* _EXTRACTED TEXT_:
'''

[<prev] [next>] [<thread-prev] [thread-next>] [day] [month] [year] [list]
Message-ID: <19c3850e-e29c-3e39-9d44-9623a4f97346@web.de>
Date: Fri, 28 May 2021 20:08:52 +0200
From: Ingmar Klein <ingmar_klein@....de>
To: Bjorn Helgaas <helgaas@...nel.org>,
Pali Rohár <pali@...nel.org>
Cc: Alex Williamson <alex.williamson@...hat.com>, bhelgaas@...gle.com,
linux-pci@...r.kernel.org, linux-kernel@...r.kernel.org
Subject: Re: QCA6174 pcie wifi: Add pci quirks
Thanks to both of you, Bjorn and Pali!
I had hoped that Pali would come with an appropriate fix. Good to know,
that this is taken care of.
Will test ASAP, but I am confident, that it will work anyway.
Should it unexpectedly not fix my issues, I'll let you know.
Have a nice weekend!
Best regards,
Ingmar
Am 26.05.2021 um 00:12 schrieb Bjorn Helgaas:
> On Thu, Apr 15, 2021 at 09:53:38PM +0200, Pali Rohár wrote:
>> Hello!
>>
>> On Thursday 15 April 2021 13:01:19 Alex Williamson wrote:
>>> [cc +Pali]
>>>
>>> On Thu, 15 Apr 2021 20:02:23 +0200
>>> Ingmar Klein <ingmar_klein@....de> wrote:
>>>
>>>> First thanks to you both, Alex and Bjorn!
>>>> I am in no way an expert on this topic, so I have to fully rely on your
>>>> feedback, concerning this issue.
>>>>
>>>> If you should have any other solution approach, in form of patch-set, I
>>>> would be glad to test it out. Just let me know, what you think might
>>>> make sense.
>>>> I will wait for your further feedback on the issue. In the meantime I
>>>> have my current workaround via quirk entry.
>>>>
>>>> By the way, my layman's question:
>>>> Do you think, that the following topic might also apply for the QCA6174?

'''

* _WORK REQUIRED_: Write the next part of the mailing-list message about PCI quirks for the QCA6174 wifi card, starting right after its last line. The material that comes next is separate from the mailing-list message about the QCA6174 wifi card.

* _AVAILABLE DATA_:
'''

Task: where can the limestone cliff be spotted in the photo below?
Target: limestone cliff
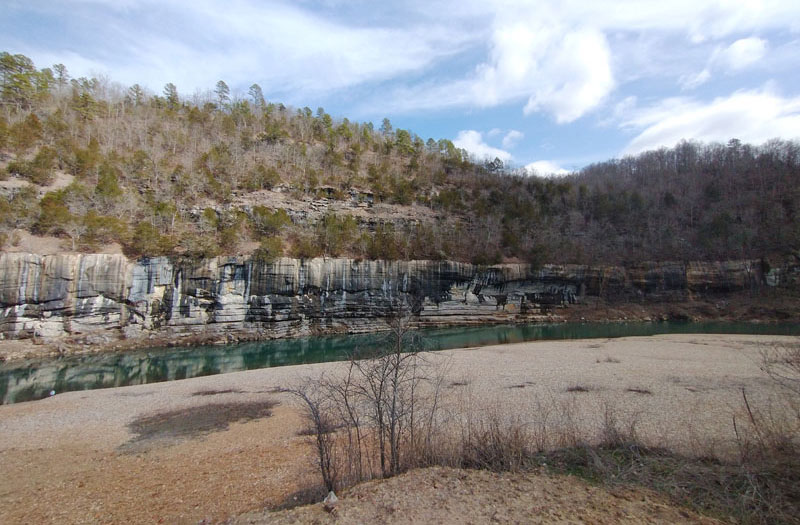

'''

* _EXPECTED ANSWER_:
>>>> https://www.spinics.net/lists/linux-pci/msg106395.html
>> I have been testing more ath cards and I'm going to send a new version
>> of this patch with including more PCI ids.
> Dropping this patch in favor of Pali's new version.
>
>>>> Or in other words, should a similar approach be tried for the QCA6174
>>>> and if yes, would it bring any benefit at all?
>>>> I hope you can excuse me, in case the questions should not make too much
>>>> sense.
>>> If you run lspci -vvv on your device, what do LnkCap and LnkSta report
>>> under the express capability? I wonder if your device even supports
>>>> Gen1 speeds, mine does not.
>>> I would not expect that patch to be relevant to you based on your
>>> report. I understand it to resolve an issue during link retraining to a
>>> higher speed on boot, not during a bus reset. Pali can correct if I'm
>>> wrong. Thanks,
>> These two issues are are related. Both operations (PCIe Hot Reset and
>> PCIe Link Retraining) cause reset of ath chips. Seems that they cause
>> double reset. After reset these chips reads configuration from internal
>> EEPROM/OTP and if another reset is triggered prior chip finishes
>> internal configuration read then it stops working. My testing showed
>> that ath10k chips completely disappear from the PCIe bus, some ath9k
>> chips works fine but starts reporting incorrect PCI ID (0xABCD) and some
>> other ath9k chips reports correct PCI ID but does not work. I had
>> discussion with Adrian Chadd who knows probably everything about ath9k
>> and confirmed me that this issue is there with ath9k and ath10k chips.
>>
>> He wrote me that workaround to turn card back from this "broken" state
>> is to do PCIe Cold Reset of the card, which means turning power supply
>> off for particular PCIe slot. Such thing is not supported on many
>> low-end boards, so workaround cannot be applied.
>>
>> I was able to recover my testing cards from this "broken" state by PCIe
>> Warm Reset (= reset via PERST# pin).
>>
>> I have tried many other reset methods (PCIe PM reset, Link Down, PCIe
>> Hot Reset with bigger internal, ...) but nothing worked. So seems that
>> the only workaround is to do PCIe Cold Reset or PCIe Warm Reset.
>>
>> I will send V2 of my patch with details and explanation.
>>
>> As kernel does not have API for doing PCIe Warm Reset, I think is
>> another argument why kernel really needs it.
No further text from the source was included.